» READING PASSAGE:
In 1919 Racing moved to the dissident league "Asociación Amateurs de Football", winning the tournament whilst remaining unbeaten again. Racing played 23 fixtures, winning its 7th. consecutive title with 26 points and 43 goals scored. They won further titles in 1921 and 1925.

The 1930–1940s
Racing was one of the founding members as the first professional league in Argentina, Liga Argentina de Football, that split from the AFA to organise its own championships. During those years Racing won the Copa Beccar Varela in 1932 (defeating Boca Juniors 3–0 in the final) and the Copa de Competencia (LAF) one year later, thrashing San Lorenzo de Almagro 4–0 in the final match. Despite the national cups won, Racing could not win any domestic championship during that period; its best performances were third places in 1932, 1933 and 1936. Evaristo Barrera was the top scorer with 34 goals in 1934 and 32 in 1936.

In 1945 Racing won the first edition of Copa de Competencia Británica defeating Boca Juniors by 4–1 in the final. Despite its domestic cup achievements, Racing didn't win any league title until 1949, starting with another brilliant era of three consecutive championships.

» STORED DATA:
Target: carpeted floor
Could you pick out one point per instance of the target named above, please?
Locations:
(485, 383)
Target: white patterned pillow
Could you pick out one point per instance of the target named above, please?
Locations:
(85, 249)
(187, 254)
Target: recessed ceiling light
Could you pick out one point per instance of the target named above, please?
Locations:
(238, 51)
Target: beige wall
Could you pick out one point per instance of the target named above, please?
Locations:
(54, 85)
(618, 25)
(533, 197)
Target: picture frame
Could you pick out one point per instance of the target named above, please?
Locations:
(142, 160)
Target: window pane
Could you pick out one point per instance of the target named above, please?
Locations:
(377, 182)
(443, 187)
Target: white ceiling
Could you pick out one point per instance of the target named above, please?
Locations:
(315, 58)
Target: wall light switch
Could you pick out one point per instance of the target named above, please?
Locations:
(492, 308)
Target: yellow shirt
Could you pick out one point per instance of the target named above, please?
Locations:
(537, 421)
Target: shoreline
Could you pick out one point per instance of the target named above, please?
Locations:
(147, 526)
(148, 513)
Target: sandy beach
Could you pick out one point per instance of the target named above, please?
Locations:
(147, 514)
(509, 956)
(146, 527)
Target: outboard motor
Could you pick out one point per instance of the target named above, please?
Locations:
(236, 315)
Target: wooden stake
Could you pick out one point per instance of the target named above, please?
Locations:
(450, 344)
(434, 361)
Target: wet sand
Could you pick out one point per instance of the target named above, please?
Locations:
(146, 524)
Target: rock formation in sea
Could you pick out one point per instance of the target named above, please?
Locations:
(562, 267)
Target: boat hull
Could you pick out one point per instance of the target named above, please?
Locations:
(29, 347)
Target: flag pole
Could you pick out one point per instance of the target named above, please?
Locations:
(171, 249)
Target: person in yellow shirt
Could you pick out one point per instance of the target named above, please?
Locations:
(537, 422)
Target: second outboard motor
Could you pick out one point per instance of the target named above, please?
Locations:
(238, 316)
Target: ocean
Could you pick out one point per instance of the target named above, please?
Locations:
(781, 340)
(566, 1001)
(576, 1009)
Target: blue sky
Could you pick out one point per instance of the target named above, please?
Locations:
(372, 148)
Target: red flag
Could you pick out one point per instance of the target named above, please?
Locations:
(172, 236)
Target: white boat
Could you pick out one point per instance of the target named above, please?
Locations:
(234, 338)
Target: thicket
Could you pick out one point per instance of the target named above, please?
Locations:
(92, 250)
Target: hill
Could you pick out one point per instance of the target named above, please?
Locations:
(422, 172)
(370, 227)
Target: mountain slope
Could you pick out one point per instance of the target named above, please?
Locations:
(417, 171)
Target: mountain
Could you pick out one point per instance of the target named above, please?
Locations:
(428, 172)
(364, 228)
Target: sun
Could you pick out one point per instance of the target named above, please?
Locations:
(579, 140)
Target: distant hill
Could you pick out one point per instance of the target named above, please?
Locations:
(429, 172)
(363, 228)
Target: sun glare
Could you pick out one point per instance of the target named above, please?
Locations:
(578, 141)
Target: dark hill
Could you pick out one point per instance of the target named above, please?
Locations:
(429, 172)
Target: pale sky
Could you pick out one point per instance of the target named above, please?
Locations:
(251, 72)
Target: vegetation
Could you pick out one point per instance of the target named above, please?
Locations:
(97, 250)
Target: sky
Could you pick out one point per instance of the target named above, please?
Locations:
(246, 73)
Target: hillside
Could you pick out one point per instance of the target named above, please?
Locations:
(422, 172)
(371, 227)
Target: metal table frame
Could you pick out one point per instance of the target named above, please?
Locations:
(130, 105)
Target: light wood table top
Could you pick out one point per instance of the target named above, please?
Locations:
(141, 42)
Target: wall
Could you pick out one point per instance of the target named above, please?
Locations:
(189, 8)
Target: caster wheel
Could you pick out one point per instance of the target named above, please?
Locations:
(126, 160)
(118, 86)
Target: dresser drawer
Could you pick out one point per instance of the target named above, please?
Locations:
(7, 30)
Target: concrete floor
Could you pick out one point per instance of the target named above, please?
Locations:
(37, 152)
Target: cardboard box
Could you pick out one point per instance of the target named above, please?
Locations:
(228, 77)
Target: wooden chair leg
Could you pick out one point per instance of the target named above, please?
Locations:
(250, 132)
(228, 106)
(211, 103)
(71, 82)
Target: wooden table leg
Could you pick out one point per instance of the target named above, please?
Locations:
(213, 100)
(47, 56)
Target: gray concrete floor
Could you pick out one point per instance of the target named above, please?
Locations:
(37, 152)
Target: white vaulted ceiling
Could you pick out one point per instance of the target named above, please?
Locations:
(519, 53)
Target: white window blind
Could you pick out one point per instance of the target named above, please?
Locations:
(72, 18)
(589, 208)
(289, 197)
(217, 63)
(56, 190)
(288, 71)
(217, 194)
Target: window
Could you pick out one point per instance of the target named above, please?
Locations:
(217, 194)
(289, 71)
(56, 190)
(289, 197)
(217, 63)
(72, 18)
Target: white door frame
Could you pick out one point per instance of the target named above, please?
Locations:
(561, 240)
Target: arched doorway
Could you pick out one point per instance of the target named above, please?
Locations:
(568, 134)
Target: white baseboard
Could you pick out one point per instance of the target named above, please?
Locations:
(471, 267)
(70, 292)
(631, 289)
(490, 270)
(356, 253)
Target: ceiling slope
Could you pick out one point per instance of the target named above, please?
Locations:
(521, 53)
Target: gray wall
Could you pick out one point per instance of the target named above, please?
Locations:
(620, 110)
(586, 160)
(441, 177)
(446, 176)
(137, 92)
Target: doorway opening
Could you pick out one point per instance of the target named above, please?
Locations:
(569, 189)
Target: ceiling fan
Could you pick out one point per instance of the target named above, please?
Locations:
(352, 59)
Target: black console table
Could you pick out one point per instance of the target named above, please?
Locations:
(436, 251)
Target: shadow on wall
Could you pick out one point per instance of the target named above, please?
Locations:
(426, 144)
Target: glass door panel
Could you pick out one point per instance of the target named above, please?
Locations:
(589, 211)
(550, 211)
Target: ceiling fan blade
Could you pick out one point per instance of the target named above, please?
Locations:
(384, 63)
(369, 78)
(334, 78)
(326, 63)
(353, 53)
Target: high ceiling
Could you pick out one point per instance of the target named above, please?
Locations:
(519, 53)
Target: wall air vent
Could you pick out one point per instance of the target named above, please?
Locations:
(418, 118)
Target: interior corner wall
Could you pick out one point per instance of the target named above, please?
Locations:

» WHAT NEEDS TO BE DONE: Please continue the account of Racing's football history, starting after its last sentence about the 1949 title.

» RESULT FOR THIS TASK:
Return to league titles 

Racing won the championship three years running between 1949 and 1951. In 1949 Racing finished with 49 points. Besides, two players of the club, Juan José Pizzuti and Llamil Simes, were the topscorers of the tournament with 26 goals each. In 1950, Simes was the topscorer of the time again. That same year, Racing inaugurated its new venue, Estadio Presidente Perón, the second largest stadium of Argentina. Racing won its third consecutive league title in 1951 after beating Banfield 1–0 in a two-leg series. The starting line-up was Héctor Grisetti; Higinio García, José M. Pérez; Juán Gimenez, Alberto Rastelli, Jorge Gutiérrez; Mario Boyé, Manuel Ameal, Rubén Bravo, Llamil Simes, Ezra Sued, with Guillermo Stábile as coach.

Racing could not achieve a four-consecutive title after in 1952 the team finished 2nd to River Plate. The next league title came in 1958, and they were runners-up to San Lorenzo de Almagro the following year.

During those years Racing Club had many notable players that made their contribution to the successful campaigns. Some of them were Norberto Mendez, Rubén Bravo, Llamil Simes, Mario Boyé, Alberto Rastelli, Pedro Dellacha, Ezra Sued, Roberto Blanco, Ernesto Gutiérrez, Pedro Manfredini, Arnaldo Balay, Juan José Pizzuti, Rubén Héctor Sosa and Omar Oreste Corbatta.

International success

Racing finished 4th in 1960 with a top scoring 72 goals. During this tournament Racing also achieved its largest victory in Primera División, an 11–3 against Rosario Central.

In 1961 Racing won another league championship with manager Saúl Ongaro, while also being the highest scoring team in the league with 68 goals. The next year, Racing finished 9th and was also eliminated from the Copa Libertadores in the first stage. Racing won the Primera Division title again in 1966, scoring 70 goals.

In the 1967 Torneo Metropolitano Racing reached the final where the team lost to Estudiantes de La Plata 3–0. That same year Racing won the 1967 Copa Libertadores after beating Uruguayan team Nacional 2–1 in the final. Norberto Raffo was the top scorer with 13 goals.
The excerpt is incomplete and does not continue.